TASK 1 ▸
In the forum thread about merging vectors in an R for loop, how many bank transactions does the original poster say they have?
TASK 2 ▸
Pick up the forum thread about merging vectors in an R for loop after its last line and keep it going.

SOURCE ▸
○ ○ ○ ○ ○ ○ ○
Merge vectors in for loop

General
1

Dear all

I'm working on a tool to structure my bank transactions and create a comprehensive annual report. I have a list of about 600 transactions. I select the desired transactions for each journal entry with help of the grep function.

However, I want to check if each bank transaction is included in the overview:

for(transaction in all.transactions) {
x <- grep(transaction, dataset, perl = , value = F)
print(x)
}

Now R shows me the location of each used transaction as scanned by the grep function. However, now R shows only the location of the last iteration. I want that R merges x in this case for each iteration of the loop. How can I merge this? E.g. next loop:

result <- vector("numeric", 10)
for (i in length(result) ){
squared <- i^2
result[i] <- squared
}
result

Source: http://rfaqs.com/category/r-control-structure/for-loop-in-r

Hope that my issue is clear now. Thanks in advance.

2

Hi,

I think I know what you're after, but can you please generate some dummy data for 'all.transactions' and 'dataset'. For example, does dataset contain everything in all.transactions, or can it be that there are transactions that are not in the dataset.

Also, do you just need to check if it's present or not, or do you really like for each the location in the original dataset?

Thanks

1 Like
3

Thanks for the quick response.

all.transactions could be ("supplier1", "supplier2", "supplier3"), and then R connects the payments that belong to these unique names. However, it can be the case that some payments are not recognized for any reason.

Dataset are all the transactions, a dataframe with column A: transaction amount and B supplier 1, or 2, etc.

Hope this helps, thanks in advance again

4

What would be much more helpful is a reproducible example (reprex) illustrating your issue. Please have a look at this guide, to see how to create one:

1 Like
5

Thanks for the help. I made a reprex to clarify the problem:

head(iris)
#> Sepal.Length Sepal.Width Petal.Length Petal.Width Species
#> 1 5.1 3.5 1.4 0.2 setosa
#> 2 4.9 3.0 1.4 0.2 setosa
#> 3 4.7 3.2 1.3 0.2 setosa
#> 4 4.6 3.1 1.5 0.2 setosa
#> 5 5.0 3.6 1.4 0.2 setosa
#> 6 5.4 3.9 1.7 0.4 setosa

for(Species in iris) {
print(grep(Species, iris$Petal.Width, perl = , value = F))
}

#> [1] 1 2 3 4 5 8 9 11 12 15 21 23 25 26 28 29 30 31 34 35 36 37 39
#> [24] 40 43 47 48 49 50

Now the loop returns (I removed the warnings in this case, but is irrelevant to illustrate the problem) the row numbers of the species. In my case, I have 50 specie values, and gives the same output, but then a lot of row numbers. I want that the loop merges all the numbers to indicate if a value is missing. A first step:

for(Species in iris) {
x <- grep(Species, iris$Petal.Width, perl = , value = F)
}
#> Warning in grep(Species, iris$Petal.Width, perl = , value = F): argument
#> 'pattern' has length > 1 and only the first element will be used

#> Warning in grep(Species, iris$Petal.Width, perl = , value = F): argument
#> 'pattern' has length > 1 and only the first element will be used

#> Warning in grep(Species, iris$Petal.Width, perl = , value = F): argument
#> 'pattern' has length > 1 and only the first element will be used

#> Warning in grep(Species, iris$Petal.Width, perl = , value = F): argument
#> 'pattern' has length > 1 and only the first element will be used

#> Warning in grep(Species, iris$Petal.Width, perl = , value = F): argument
#> 'pattern' has length > 1 and only the first element will be used

x
#> integer(0)
○ ○ ○ ○ ○ ○ ○
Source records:
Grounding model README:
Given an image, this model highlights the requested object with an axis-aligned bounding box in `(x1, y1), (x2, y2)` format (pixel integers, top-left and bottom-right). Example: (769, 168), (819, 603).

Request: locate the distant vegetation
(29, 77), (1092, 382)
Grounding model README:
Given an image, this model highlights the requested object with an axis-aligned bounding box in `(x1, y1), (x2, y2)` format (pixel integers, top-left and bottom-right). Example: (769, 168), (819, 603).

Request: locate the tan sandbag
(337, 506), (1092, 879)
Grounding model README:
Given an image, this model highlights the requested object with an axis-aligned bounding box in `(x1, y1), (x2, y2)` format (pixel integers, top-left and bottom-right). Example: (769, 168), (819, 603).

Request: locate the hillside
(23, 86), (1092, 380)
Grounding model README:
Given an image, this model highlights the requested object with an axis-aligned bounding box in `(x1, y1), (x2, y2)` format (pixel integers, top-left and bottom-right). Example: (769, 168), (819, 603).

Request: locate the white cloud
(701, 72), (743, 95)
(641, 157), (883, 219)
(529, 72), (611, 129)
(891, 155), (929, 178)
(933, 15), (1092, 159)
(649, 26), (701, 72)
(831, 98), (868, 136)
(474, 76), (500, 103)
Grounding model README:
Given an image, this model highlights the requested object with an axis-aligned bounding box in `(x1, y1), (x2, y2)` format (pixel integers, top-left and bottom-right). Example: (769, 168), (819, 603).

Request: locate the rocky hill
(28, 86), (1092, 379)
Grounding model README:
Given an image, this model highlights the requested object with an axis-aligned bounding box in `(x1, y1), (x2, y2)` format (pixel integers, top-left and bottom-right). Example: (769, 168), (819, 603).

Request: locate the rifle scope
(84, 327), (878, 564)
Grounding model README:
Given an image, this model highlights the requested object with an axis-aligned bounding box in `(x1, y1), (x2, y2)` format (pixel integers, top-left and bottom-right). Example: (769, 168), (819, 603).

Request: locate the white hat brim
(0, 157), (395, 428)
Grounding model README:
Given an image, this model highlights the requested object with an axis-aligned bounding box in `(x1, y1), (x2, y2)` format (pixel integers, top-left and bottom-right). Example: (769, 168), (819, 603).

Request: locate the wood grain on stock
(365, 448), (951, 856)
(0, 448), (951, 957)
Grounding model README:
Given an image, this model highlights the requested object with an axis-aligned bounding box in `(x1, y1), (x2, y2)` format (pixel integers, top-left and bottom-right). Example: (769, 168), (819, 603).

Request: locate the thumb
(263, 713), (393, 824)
○ ○ ○ ○ ○ ○ ○
EXPECTED OUTPUT 1 ▸
About 600.

EXPECTED OUTPUT 2 ▸
However, a lot of warnings appear. I want that x in this case returns all the row numbers where species appear. So I am able to locate the missing values.

6

Hi,

I'm still confused by your example, but let me give you an example of what I think you mean and let's go from there :slight_smile:

So: I created two lists, one with all the data I want to test against called 'dataFull'. The other is the list of all samples (transactions) I have and want to see if they are found in dataFull, called dataSamples

dataFull = LETTERS
dataSamples = c(sample(LETTERS, 40, replace = T), "&", "%")

For simplicity, I took the alphabet as the full dataset vector, and 40 random letters plus some symbols as my samples.

Now, its very easy to see which data in the fullDataset is never seen in samples like this:

dataFull[!dataFull %in% dataSamples]

Or do the reverse, and see which samples are not found in the full dataset

dataSamples[!dataSamples %in% dataFull]

Run this, play with it and see if it answers the question you have...

Grtz
PJ

1 Like
7

Thanks very much for your answer. Yes, indeed, thanks for the code.

However, one step is required before I can execute the code as provide by you.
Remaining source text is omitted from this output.